[Dataset entries]
--

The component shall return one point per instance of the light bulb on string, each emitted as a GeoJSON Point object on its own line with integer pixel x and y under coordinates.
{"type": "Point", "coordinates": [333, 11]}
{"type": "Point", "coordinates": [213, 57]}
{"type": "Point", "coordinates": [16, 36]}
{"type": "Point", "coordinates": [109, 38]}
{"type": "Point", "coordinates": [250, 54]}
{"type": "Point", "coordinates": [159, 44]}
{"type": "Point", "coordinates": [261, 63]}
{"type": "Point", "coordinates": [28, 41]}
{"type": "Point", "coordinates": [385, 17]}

--

- _TASK GOAL_: Each line of the data must be set down again as it is.

- _RESULT FOR THIS EXERCISE_:
The component shall return one point per instance of the light bulb on string, each emitted as a GeoJSON Point object on its own line with integer pixel x and y under coordinates.
{"type": "Point", "coordinates": [333, 11]}
{"type": "Point", "coordinates": [213, 57]}
{"type": "Point", "coordinates": [16, 36]}
{"type": "Point", "coordinates": [109, 38]}
{"type": "Point", "coordinates": [250, 54]}
{"type": "Point", "coordinates": [159, 44]}
{"type": "Point", "coordinates": [261, 63]}
{"type": "Point", "coordinates": [28, 41]}
{"type": "Point", "coordinates": [385, 17]}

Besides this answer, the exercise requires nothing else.